- PAGE EXCERPT

##############################

Ms. Singleton ran track and played basketball at the Tuskegee Institute in Alabama. She was inducted into the National Track and Field Hall of Fame in 1983. She also was inducted into the Georgia Sports Hall of Fame and the Helms Hall of Fame in Los Angeles.
At the 1956 Olympics in Melbourne, Australia, Ms. Singleton jumped 5 feet 91/4 inches to win the gold and set a world record. She was the U.S. women's high jump champion in 1953, 1955 and 1956 and the indoor champion in 1955 and 1956. At the 1955 Pan-American Games, she won the high jump with a meet record.
Norm Schachter, 90, who refereed the first Super Bowl and the first "Monday Night Football" game, died Oct. 2 at a convalescent home in San Pedro, Calif.
Mr. Schachter began refereeing local games in 1941 in Redlands. His NFL career began in 1954 when then-Commissioner Bert Bell hired him at $100 a game with a guarantee of seven games. The weekend job lasted 22 years. He officiated in 1967 at the first Super Bowl, in the Los Angeles Coliseum, in which the Green Bay Packers beat the Kansas City Chiefs.
He worked three Super Bowls and 11 conference championship games, and was the referee in the first Monday night game in 1970.
Hope Hale Davis
Hope Hale Davis, 100, an author and writing teacher whose memoir of the 1930s recounted her experiences as an early feminist and communist, died of pneumonia Oct. 2 in a Boston rehabilitation center.
Mrs. Davis taught seminars on journal writing and autobiography for many years at Radcliffe, where she was teacher of the year in the 1990s. She continued to teach until shortly before her death.
In 1995, she published "Great Day Coming: A Memoir of the 1930s," which told of two of her four marriages -- including one to Claud Cockburn, the renowned radical British journalist -- and her romance with the Communist Party. She also wrote short stories for magazines such as the New Yorker.
Johnny Kelley, 97, a two-time Boston Marathon champion who became a beloved figure in the history of the race by running it a record 61 times, died Oct. 6 at a nursing home on Cape Cod, Mass. No cause of death was disclosed.
Mr. Kelley, a former Olympian and member of the USA Track & Field Hall of Fame, won the oldest U.S. marathon in 1935 and 1945 and finished second a record seven times. But it was his longevity for which Mr. Kelley will be remembered. He completed 58 Boston Marathons, also a record, and had 18 finishes in the top 10. In 1957, he placed ninth at age 50.

##############################

- RECORDS PROVIDED
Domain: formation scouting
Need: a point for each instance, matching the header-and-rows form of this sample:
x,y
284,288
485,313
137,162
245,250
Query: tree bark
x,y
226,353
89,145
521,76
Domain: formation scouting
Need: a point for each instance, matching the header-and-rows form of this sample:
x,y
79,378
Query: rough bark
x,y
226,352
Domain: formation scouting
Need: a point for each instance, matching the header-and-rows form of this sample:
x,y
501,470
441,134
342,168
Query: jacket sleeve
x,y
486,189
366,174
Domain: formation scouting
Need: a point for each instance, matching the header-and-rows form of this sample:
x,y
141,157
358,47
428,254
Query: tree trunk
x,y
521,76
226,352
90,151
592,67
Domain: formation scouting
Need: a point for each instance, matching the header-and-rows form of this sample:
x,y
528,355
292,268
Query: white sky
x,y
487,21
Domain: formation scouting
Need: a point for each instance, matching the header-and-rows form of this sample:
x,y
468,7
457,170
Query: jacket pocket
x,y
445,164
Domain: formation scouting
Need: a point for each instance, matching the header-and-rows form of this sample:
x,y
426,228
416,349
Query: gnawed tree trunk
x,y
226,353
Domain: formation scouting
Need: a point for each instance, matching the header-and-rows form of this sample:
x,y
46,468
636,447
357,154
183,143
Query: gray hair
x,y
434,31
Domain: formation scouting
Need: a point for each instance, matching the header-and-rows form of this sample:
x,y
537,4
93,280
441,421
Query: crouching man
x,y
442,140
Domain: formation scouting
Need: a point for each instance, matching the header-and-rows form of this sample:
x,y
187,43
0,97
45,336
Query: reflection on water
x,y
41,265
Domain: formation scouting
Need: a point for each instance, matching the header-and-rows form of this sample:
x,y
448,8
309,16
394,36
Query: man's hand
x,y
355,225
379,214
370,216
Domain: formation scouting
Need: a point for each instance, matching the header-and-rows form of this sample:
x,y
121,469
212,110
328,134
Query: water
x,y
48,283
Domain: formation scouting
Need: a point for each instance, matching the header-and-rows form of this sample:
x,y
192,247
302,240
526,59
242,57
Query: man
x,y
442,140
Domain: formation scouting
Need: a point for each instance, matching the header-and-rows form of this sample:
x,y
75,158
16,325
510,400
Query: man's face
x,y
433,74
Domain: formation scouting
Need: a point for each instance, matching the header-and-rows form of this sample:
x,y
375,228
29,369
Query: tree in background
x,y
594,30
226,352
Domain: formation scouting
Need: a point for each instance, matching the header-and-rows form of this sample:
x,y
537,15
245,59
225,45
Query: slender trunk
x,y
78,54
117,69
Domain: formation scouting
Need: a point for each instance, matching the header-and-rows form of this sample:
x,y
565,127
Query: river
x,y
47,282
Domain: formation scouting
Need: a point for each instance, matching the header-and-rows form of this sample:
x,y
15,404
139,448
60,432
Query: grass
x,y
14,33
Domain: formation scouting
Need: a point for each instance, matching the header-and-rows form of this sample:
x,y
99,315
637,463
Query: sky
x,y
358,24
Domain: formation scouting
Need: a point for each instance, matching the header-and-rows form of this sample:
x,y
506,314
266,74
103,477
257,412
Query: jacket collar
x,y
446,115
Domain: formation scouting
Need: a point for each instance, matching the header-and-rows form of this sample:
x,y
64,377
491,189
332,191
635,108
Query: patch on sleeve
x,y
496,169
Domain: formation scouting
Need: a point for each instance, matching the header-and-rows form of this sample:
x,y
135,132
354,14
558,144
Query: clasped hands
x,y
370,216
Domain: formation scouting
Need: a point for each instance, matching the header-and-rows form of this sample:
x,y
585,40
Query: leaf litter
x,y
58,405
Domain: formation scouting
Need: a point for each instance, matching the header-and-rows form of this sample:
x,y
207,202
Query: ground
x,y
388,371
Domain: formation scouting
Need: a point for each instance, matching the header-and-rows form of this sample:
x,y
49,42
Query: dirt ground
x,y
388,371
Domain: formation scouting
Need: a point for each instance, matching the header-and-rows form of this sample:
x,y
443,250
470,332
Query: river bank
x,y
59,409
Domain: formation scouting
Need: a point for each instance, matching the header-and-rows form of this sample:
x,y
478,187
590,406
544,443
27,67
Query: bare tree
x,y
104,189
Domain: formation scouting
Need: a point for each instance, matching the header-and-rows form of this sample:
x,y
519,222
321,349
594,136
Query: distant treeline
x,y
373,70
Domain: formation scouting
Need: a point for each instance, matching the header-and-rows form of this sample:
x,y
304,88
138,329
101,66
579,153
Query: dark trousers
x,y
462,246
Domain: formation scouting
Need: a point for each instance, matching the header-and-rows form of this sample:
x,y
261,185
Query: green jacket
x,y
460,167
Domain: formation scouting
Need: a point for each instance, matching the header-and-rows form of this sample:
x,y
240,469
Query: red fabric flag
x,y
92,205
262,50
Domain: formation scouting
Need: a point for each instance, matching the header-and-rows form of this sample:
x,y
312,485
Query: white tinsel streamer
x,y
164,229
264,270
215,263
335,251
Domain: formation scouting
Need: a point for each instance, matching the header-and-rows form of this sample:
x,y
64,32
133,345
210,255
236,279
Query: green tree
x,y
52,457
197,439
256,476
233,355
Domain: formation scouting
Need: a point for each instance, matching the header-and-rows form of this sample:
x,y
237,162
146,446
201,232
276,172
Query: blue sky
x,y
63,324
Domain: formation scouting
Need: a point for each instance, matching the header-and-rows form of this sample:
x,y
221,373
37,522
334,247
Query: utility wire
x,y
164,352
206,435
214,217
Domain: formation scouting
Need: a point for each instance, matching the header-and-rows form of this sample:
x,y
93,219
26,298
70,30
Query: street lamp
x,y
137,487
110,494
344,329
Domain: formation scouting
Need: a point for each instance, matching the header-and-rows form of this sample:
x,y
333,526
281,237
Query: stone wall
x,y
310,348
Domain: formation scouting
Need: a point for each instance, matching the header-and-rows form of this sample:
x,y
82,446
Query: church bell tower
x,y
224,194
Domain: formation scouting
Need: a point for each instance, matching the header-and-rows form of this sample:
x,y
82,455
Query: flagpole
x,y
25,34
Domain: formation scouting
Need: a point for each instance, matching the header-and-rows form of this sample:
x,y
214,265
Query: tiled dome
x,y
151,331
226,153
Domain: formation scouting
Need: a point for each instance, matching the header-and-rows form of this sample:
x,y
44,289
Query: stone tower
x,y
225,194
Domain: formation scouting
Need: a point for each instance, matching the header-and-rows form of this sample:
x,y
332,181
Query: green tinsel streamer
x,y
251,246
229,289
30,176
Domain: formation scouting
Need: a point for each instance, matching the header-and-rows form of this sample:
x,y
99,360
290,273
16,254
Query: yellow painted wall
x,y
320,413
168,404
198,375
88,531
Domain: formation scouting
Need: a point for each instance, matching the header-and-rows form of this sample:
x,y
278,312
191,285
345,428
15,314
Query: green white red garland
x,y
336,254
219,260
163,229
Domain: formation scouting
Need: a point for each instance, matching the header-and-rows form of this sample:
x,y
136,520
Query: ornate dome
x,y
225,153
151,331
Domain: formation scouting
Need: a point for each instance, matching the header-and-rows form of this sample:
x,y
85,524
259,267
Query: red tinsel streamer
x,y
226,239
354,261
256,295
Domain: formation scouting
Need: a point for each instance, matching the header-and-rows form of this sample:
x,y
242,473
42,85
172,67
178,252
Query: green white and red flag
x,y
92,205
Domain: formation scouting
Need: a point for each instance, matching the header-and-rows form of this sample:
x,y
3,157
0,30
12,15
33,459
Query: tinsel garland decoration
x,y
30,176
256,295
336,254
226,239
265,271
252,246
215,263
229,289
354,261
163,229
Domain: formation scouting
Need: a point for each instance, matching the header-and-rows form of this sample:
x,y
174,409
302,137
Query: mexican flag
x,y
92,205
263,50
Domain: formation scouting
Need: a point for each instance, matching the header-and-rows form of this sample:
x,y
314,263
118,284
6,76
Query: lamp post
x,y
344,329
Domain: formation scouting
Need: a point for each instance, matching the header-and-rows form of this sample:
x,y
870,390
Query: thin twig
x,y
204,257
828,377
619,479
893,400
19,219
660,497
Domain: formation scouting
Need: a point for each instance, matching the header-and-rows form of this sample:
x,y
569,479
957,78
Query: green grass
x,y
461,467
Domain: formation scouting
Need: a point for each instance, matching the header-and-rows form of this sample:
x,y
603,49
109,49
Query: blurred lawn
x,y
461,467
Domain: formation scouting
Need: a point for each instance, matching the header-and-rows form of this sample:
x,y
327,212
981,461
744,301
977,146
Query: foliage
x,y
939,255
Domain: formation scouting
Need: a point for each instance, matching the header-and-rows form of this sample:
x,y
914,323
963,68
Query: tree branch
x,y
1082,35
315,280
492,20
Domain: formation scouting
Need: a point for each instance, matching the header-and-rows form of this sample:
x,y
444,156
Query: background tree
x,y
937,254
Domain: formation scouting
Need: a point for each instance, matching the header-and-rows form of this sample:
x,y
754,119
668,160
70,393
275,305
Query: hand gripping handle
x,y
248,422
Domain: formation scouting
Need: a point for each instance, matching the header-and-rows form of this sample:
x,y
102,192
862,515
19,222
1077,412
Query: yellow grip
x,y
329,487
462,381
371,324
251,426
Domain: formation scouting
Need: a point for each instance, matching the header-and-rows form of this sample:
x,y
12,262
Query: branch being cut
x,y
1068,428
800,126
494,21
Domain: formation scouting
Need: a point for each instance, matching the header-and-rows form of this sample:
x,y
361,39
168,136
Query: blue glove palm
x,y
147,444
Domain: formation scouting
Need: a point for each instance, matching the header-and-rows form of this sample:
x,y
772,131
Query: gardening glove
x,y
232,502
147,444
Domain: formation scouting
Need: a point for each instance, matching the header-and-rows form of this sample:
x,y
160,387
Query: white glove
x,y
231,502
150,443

##############################

- WORK ORDER 1
Decide whether each statement below agrees with the obituary excerpt. For each, answer yes or no and quote the words from the excerpt that settle it.
(a) Norm Schachter's NFL career began in 1954.
(b) Johnny Kelley completed 61 Boston Marathons.
(c) Hope Hale Davis taught seminars at Radcliffe.
- WORK ORDER 2
Pick up the obituary excerpt again and continue it, beginning directly after its final sentence.

- EXERCISE RESULT 1
(a) Yes: "His NFL career began in 1954"
(b) No: "He completed 58 Boston Marathons, also a record"
(c) Yes: "Mrs. Davis taught seminars on journal writing and autobiography for many years at Radcliffe"

- EXERCISE RESULT 2
He ran his final race in 1992, when he was 84. In 1993, the statue "Young at Heart" was dedicated in Mr. Kelley's honor along the marathon route. He had served as grand marshal of the Boston Marathon since 1995.
Andres Nazario Sargen
Cuban Exile Leader
Andres Nazario Sargen, 88, who helped lead the paramilitary group Alpha 66 in an effort to overthrow Cuban President Fidel Castro, died Oct. 6 of colon cancer at his home in Miami.
During the dictatorship of Fulgencio Batista, Mr. Nazario, who was born in the town of Zaza del Medio in central Cuba, worked with guerrillas operating independent of Castro's rebel movement. When Castro came to power Jan. 1, 1959, Mr. Nazario and other guerrilla leaders faced execution.
He left for Miami in 1961 and joined other Cuban exiles to form Alpha 66 -- named for its 66 original members. It is the oldest anti-Castro group in Miami and claims to have staged clandestine operations in Cuba to overthrow Castro.
TV Writer and Actress
Hildy Parks, 87, who for two decades wrote the Tony Award telecasts produced by her husband, Alexander Cohen, died Oct. 7 of complications from a stroke at the Actors' Fund Home in Englewood, N.J.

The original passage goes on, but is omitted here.